### What is required:
Could you please retype all of the entries exactly as they appear?

### Data to examine:
□ □ □ □ □ □ □
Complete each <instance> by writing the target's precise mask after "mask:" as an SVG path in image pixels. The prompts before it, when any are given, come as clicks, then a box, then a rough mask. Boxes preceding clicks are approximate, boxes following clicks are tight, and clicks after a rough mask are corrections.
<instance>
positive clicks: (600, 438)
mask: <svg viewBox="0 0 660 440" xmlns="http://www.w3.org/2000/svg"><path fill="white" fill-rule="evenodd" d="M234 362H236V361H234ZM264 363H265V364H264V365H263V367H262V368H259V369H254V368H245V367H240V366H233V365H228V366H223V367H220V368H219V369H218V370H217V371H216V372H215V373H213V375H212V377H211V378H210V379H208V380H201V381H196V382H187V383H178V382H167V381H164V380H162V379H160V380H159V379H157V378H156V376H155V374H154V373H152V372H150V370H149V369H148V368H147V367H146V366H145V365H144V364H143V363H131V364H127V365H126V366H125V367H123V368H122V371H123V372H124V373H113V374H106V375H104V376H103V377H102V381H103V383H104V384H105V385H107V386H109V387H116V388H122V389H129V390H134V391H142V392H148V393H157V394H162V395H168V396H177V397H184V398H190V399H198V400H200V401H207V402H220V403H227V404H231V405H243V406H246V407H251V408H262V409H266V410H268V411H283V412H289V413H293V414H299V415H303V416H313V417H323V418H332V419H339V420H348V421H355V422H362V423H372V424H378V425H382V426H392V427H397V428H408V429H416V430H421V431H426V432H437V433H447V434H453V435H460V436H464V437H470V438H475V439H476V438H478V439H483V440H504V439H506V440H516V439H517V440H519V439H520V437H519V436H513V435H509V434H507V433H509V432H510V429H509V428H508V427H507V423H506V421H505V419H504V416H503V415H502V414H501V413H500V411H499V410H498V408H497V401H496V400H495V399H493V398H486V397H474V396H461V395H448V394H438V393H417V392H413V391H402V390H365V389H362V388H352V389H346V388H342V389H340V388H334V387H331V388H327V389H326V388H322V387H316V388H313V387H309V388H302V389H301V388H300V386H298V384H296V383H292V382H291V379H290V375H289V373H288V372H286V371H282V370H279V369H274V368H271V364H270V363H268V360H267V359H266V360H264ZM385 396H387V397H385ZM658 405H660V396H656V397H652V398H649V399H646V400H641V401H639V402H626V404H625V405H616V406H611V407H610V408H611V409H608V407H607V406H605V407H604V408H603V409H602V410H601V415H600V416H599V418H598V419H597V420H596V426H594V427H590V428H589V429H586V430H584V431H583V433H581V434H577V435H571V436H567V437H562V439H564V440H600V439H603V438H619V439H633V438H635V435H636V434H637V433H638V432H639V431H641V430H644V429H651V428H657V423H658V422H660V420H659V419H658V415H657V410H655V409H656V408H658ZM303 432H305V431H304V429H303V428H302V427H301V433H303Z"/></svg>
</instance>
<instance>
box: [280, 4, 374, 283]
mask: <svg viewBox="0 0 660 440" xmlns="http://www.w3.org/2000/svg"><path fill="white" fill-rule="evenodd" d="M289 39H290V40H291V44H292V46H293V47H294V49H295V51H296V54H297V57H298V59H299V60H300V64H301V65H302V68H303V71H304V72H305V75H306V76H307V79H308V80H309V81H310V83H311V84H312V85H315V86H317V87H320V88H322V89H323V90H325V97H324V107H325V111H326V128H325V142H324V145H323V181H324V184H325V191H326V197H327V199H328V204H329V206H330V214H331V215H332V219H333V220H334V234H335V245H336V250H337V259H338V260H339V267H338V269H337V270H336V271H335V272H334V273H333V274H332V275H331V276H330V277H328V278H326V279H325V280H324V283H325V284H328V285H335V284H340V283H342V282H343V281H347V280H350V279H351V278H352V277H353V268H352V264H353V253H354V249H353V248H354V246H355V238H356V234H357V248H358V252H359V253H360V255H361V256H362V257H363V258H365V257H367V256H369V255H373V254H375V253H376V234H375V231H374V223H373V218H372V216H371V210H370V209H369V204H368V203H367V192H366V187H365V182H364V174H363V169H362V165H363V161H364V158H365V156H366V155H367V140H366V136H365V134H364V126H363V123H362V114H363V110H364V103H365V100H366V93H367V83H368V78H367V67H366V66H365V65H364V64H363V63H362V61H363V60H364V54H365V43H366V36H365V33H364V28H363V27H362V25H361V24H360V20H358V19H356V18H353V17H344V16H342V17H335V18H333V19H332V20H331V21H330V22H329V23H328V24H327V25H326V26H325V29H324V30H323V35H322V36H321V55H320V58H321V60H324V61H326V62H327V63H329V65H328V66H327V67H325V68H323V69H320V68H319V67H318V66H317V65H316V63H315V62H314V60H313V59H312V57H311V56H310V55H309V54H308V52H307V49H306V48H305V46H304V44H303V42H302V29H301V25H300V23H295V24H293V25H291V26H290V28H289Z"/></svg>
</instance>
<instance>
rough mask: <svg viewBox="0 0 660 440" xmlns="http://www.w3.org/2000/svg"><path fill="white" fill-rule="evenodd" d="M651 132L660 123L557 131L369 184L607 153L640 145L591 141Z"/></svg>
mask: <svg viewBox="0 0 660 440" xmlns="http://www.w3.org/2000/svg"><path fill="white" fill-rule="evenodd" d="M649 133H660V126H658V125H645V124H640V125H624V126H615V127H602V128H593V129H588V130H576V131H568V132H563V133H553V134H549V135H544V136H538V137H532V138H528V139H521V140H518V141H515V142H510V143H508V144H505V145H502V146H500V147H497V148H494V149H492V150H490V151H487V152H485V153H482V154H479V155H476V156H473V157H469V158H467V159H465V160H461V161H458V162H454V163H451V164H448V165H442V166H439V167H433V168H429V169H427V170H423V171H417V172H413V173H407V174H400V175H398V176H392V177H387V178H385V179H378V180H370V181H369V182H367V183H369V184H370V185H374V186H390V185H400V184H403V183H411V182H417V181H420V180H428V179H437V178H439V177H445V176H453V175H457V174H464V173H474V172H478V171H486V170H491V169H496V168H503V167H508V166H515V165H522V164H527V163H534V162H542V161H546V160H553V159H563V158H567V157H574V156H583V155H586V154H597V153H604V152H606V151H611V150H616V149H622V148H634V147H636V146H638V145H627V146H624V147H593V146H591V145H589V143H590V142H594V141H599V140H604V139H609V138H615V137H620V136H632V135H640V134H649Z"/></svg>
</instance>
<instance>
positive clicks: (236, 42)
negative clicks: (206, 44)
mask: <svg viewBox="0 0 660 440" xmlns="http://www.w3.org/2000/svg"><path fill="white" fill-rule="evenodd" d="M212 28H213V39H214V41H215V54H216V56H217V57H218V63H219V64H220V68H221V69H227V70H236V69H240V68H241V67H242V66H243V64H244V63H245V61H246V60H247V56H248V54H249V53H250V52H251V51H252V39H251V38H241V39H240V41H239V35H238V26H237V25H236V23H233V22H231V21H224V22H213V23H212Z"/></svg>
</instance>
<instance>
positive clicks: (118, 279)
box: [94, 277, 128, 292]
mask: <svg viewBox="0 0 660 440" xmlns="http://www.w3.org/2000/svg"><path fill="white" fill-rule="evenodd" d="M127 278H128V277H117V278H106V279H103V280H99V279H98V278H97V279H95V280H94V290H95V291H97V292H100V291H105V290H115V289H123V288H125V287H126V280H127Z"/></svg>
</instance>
□ □ □ □ □ □ □
### Answer space:
Complete each <instance> by writing the target's precise mask after "mask:" as an SVG path in image pixels. The prompts before it, when any are given, come as clicks, then a box, then a rough mask. Boxes preceding clicks are approximate, boxes following clicks are tight, and clicks after a rough mask are corrections.
<instance>
positive clicks: (600, 438)
mask: <svg viewBox="0 0 660 440" xmlns="http://www.w3.org/2000/svg"><path fill="white" fill-rule="evenodd" d="M234 362H236V361H234ZM264 363H265V364H264V365H263V367H262V368H259V369H254V368H245V367H240V366H233V365H228V366H223V367H220V368H219V369H218V370H217V371H216V372H215V373H213V375H212V377H211V378H210V379H208V380H201V381H196V382H187V383H178V382H167V381H164V380H162V379H160V380H159V379H157V378H156V376H155V374H154V373H152V372H150V370H149V369H148V368H147V367H146V366H145V365H144V364H143V363H131V364H127V365H126V366H125V367H123V368H122V371H123V372H124V373H113V374H106V375H104V376H103V377H102V381H103V383H104V384H105V385H107V386H109V387H116V388H122V389H129V390H134V391H142V392H148V393H157V394H162V395H168V396H177V397H184V398H190V399H198V400H200V401H207V402H220V403H227V404H231V405H243V406H246V407H251V408H262V409H266V410H268V411H283V412H289V413H293V414H299V415H303V416H313V417H323V418H332V419H339V420H348V421H355V422H362V423H372V424H378V425H382V426H392V427H397V428H408V429H416V430H421V431H426V432H437V433H447V434H453V435H460V436H464V437H470V438H475V439H476V438H478V439H483V440H504V439H506V440H516V439H517V440H519V439H520V437H519V436H513V435H509V434H507V433H509V432H510V429H509V428H508V427H507V423H506V421H505V419H504V416H503V415H502V414H501V413H500V411H499V410H498V408H497V401H496V400H495V399H493V398H486V397H474V396H461V395H448V394H438V393H417V392H413V391H402V390H365V389H362V388H352V389H346V388H342V389H340V388H334V387H331V388H327V389H326V388H322V387H316V388H313V387H309V388H302V389H301V388H300V386H298V384H296V383H292V382H291V379H290V375H289V373H288V372H286V371H282V370H279V369H274V368H271V364H270V363H268V360H267V359H266V360H264ZM385 396H387V397H385ZM658 405H660V396H656V397H652V398H649V399H646V400H641V401H639V402H626V404H625V405H616V406H611V407H610V408H611V409H608V407H607V406H605V407H604V408H603V409H602V410H601V415H600V416H599V418H598V419H597V420H596V426H594V427H590V428H589V429H586V430H584V431H583V433H581V434H577V435H571V436H567V437H562V439H564V440H600V439H603V438H619V439H633V438H635V435H636V434H637V433H638V432H639V431H641V430H644V429H651V428H657V423H658V422H660V420H659V419H658V415H657V410H655V409H656V408H658ZM303 432H305V431H304V429H303V428H302V427H301V433H303Z"/></svg>
</instance>
<instance>
box: [280, 4, 374, 283]
mask: <svg viewBox="0 0 660 440" xmlns="http://www.w3.org/2000/svg"><path fill="white" fill-rule="evenodd" d="M289 39H290V40H291V44H292V46H293V47H294V49H295V51H296V54H297V57H298V59H299V60H300V64H301V65H302V68H303V71H304V72H305V75H306V76H307V79H308V80H309V81H310V83H311V84H312V85H315V86H317V87H320V88H322V89H323V90H325V97H324V107H325V111H326V128H325V142H324V145H323V181H324V184H325V191H326V197H327V199H328V204H329V206H330V214H331V215H332V219H333V220H334V234H335V245H336V250H337V259H338V260H339V267H338V269H337V270H336V271H335V272H334V273H333V274H332V275H331V276H330V277H328V278H326V279H325V280H324V283H325V284H328V285H335V284H340V283H342V282H343V281H347V280H350V279H351V278H352V277H353V268H352V264H353V253H354V249H353V248H354V246H355V238H356V234H357V248H358V252H359V253H360V255H361V256H362V257H363V258H365V257H367V256H369V255H373V254H375V253H376V234H375V231H374V223H373V218H372V216H371V210H370V209H369V204H368V203H367V192H366V187H365V182H364V174H363V169H362V165H363V161H364V158H365V156H366V155H367V140H366V136H365V134H364V126H363V123H362V114H363V110H364V103H365V100H366V93H367V83H368V78H367V67H366V66H365V65H364V64H363V63H362V61H363V60H364V54H365V43H366V36H365V33H364V28H363V27H362V25H361V24H360V20H358V19H356V18H353V17H344V16H342V17H335V18H333V19H332V20H331V21H330V22H329V23H328V24H327V25H326V26H325V29H324V30H323V35H322V36H321V55H320V58H321V60H324V61H326V62H327V63H329V65H328V66H327V67H325V68H323V69H320V68H319V67H318V66H317V65H316V63H315V62H314V60H313V59H312V57H311V56H310V55H309V54H308V52H307V49H306V48H305V46H304V44H303V42H302V29H301V25H300V23H295V24H293V25H291V26H290V28H289Z"/></svg>
</instance>
<instance>
rough mask: <svg viewBox="0 0 660 440" xmlns="http://www.w3.org/2000/svg"><path fill="white" fill-rule="evenodd" d="M651 132L660 123L557 131L369 184L607 153L640 145L591 141Z"/></svg>
mask: <svg viewBox="0 0 660 440" xmlns="http://www.w3.org/2000/svg"><path fill="white" fill-rule="evenodd" d="M649 133H660V126H658V125H645V124H640V125H624V126H615V127H602V128H593V129H588V130H576V131H568V132H563V133H553V134H549V135H544V136H538V137H532V138H528V139H521V140H518V141H515V142H510V143H508V144H505V145H502V146H500V147H497V148H494V149H492V150H490V151H487V152H485V153H482V154H479V155H476V156H473V157H469V158H467V159H465V160H461V161H458V162H454V163H451V164H448V165H442V166H439V167H433V168H429V169H427V170H423V171H417V172H413V173H407V174H400V175H398V176H392V177H387V178H385V179H378V180H370V181H369V182H367V183H369V184H370V185H374V186H390V185H400V184H403V183H411V182H417V181H420V180H428V179H437V178H439V177H445V176H453V175H457V174H464V173H474V172H478V171H486V170H491V169H496V168H503V167H508V166H515V165H522V164H527V163H534V162H542V161H546V160H553V159H563V158H567V157H574V156H583V155H586V154H597V153H604V152H606V151H611V150H616V149H622V148H634V147H636V146H638V145H627V146H624V147H593V146H591V145H589V143H590V142H594V141H599V140H604V139H609V138H615V137H620V136H632V135H640V134H649Z"/></svg>
</instance>
<instance>
positive clicks: (236, 42)
negative clicks: (206, 44)
mask: <svg viewBox="0 0 660 440" xmlns="http://www.w3.org/2000/svg"><path fill="white" fill-rule="evenodd" d="M212 28H213V39H214V41H215V54H216V56H217V57H218V63H219V64H220V68H221V69H227V70H236V69H240V68H241V67H242V66H243V64H244V63H245V61H246V60H247V56H248V54H249V53H250V52H251V51H252V39H251V38H241V39H240V41H239V35H238V26H237V25H236V23H233V22H231V21H224V22H213V23H212Z"/></svg>
</instance>
<instance>
positive clicks: (118, 279)
box: [94, 277, 128, 292]
mask: <svg viewBox="0 0 660 440" xmlns="http://www.w3.org/2000/svg"><path fill="white" fill-rule="evenodd" d="M127 278H128V277H117V278H106V279H103V280H99V279H98V278H97V279H95V280H94V290H95V291H97V292H100V291H105V290H115V289H123V288H125V287H126V280H127Z"/></svg>
</instance>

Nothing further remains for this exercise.